=== Stated task ===
Each line that follows should be printed again exactly as it stands.

Lines of data
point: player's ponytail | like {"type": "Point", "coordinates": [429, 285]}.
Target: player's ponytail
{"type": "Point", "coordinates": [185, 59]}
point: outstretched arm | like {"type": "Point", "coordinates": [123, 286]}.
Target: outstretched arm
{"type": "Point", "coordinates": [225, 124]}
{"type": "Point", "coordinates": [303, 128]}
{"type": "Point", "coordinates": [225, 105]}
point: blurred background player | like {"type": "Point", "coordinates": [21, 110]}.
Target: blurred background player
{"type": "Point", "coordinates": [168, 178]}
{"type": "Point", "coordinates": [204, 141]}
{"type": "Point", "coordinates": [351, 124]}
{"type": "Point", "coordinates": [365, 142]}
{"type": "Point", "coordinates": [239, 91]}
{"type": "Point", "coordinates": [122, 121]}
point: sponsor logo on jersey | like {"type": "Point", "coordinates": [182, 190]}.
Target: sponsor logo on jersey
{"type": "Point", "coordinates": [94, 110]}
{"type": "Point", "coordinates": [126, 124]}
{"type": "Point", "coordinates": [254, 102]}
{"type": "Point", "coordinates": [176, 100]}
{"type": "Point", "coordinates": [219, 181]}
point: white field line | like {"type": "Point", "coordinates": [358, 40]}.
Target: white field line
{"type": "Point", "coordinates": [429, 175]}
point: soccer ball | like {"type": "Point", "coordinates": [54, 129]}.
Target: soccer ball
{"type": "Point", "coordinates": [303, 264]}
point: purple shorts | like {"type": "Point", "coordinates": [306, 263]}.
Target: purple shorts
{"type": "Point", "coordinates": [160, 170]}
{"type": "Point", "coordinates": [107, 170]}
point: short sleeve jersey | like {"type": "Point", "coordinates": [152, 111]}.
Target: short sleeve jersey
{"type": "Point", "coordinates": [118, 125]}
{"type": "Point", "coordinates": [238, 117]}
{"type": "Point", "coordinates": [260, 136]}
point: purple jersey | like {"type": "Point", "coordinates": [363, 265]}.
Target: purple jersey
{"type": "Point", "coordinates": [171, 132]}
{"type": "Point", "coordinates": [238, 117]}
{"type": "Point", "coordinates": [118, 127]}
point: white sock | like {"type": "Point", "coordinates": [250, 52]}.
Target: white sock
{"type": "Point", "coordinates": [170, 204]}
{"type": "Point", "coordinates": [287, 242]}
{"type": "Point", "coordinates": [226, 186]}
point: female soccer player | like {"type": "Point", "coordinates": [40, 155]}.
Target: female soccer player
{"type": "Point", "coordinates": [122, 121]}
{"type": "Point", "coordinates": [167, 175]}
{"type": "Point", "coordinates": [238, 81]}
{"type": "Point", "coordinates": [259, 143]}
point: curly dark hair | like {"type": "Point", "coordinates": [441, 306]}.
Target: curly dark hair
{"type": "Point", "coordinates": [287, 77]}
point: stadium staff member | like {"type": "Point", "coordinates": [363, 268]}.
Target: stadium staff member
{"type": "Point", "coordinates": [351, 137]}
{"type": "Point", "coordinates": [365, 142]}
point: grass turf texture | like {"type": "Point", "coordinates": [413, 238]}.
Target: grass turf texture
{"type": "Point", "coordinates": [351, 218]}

=== Written solution ===
point: player's ponytail | like {"type": "Point", "coordinates": [429, 285]}.
Target: player's ponytail
{"type": "Point", "coordinates": [185, 59]}
point: outstretched arm | like {"type": "Point", "coordinates": [123, 286]}.
Target: outstretched arm
{"type": "Point", "coordinates": [225, 124]}
{"type": "Point", "coordinates": [303, 128]}
{"type": "Point", "coordinates": [225, 105]}
point: blurred background player | like {"type": "Point", "coordinates": [21, 110]}.
Target: blurred background player
{"type": "Point", "coordinates": [168, 178]}
{"type": "Point", "coordinates": [204, 141]}
{"type": "Point", "coordinates": [351, 124]}
{"type": "Point", "coordinates": [365, 142]}
{"type": "Point", "coordinates": [239, 91]}
{"type": "Point", "coordinates": [122, 121]}
point: sponsor logo on jersey | like {"type": "Point", "coordinates": [182, 190]}.
Target: sponsor logo on jersey
{"type": "Point", "coordinates": [94, 110]}
{"type": "Point", "coordinates": [126, 124]}
{"type": "Point", "coordinates": [254, 102]}
{"type": "Point", "coordinates": [176, 100]}
{"type": "Point", "coordinates": [219, 181]}
point: white field line | like {"type": "Point", "coordinates": [358, 40]}.
Target: white field line
{"type": "Point", "coordinates": [429, 175]}
point: soccer ball | like {"type": "Point", "coordinates": [54, 129]}.
Target: soccer ball
{"type": "Point", "coordinates": [303, 264]}
point: purple shorts | like {"type": "Point", "coordinates": [306, 263]}.
Target: purple shorts
{"type": "Point", "coordinates": [160, 170]}
{"type": "Point", "coordinates": [107, 170]}
point: short sleeve jersey | like {"type": "Point", "coordinates": [152, 111]}.
Target: short sleeve jersey
{"type": "Point", "coordinates": [118, 125]}
{"type": "Point", "coordinates": [238, 117]}
{"type": "Point", "coordinates": [260, 136]}
point: purple jersey | like {"type": "Point", "coordinates": [363, 265]}.
Target: purple jersey
{"type": "Point", "coordinates": [171, 132]}
{"type": "Point", "coordinates": [238, 117]}
{"type": "Point", "coordinates": [118, 127]}
point: white sock | like {"type": "Point", "coordinates": [250, 52]}.
Target: white sock
{"type": "Point", "coordinates": [170, 204]}
{"type": "Point", "coordinates": [287, 242]}
{"type": "Point", "coordinates": [226, 186]}
point: female soccer player | like {"type": "Point", "coordinates": [40, 155]}.
Target: female soccer player
{"type": "Point", "coordinates": [122, 121]}
{"type": "Point", "coordinates": [167, 175]}
{"type": "Point", "coordinates": [238, 81]}
{"type": "Point", "coordinates": [259, 143]}
point: curly dark hair | like {"type": "Point", "coordinates": [441, 306]}.
Target: curly dark hair
{"type": "Point", "coordinates": [287, 77]}
point: stadium staff member | like {"type": "Point", "coordinates": [363, 268]}.
Target: stadium staff member
{"type": "Point", "coordinates": [351, 137]}
{"type": "Point", "coordinates": [365, 142]}
point: grass turf texture | like {"type": "Point", "coordinates": [413, 238]}.
Target: grass turf texture
{"type": "Point", "coordinates": [351, 218]}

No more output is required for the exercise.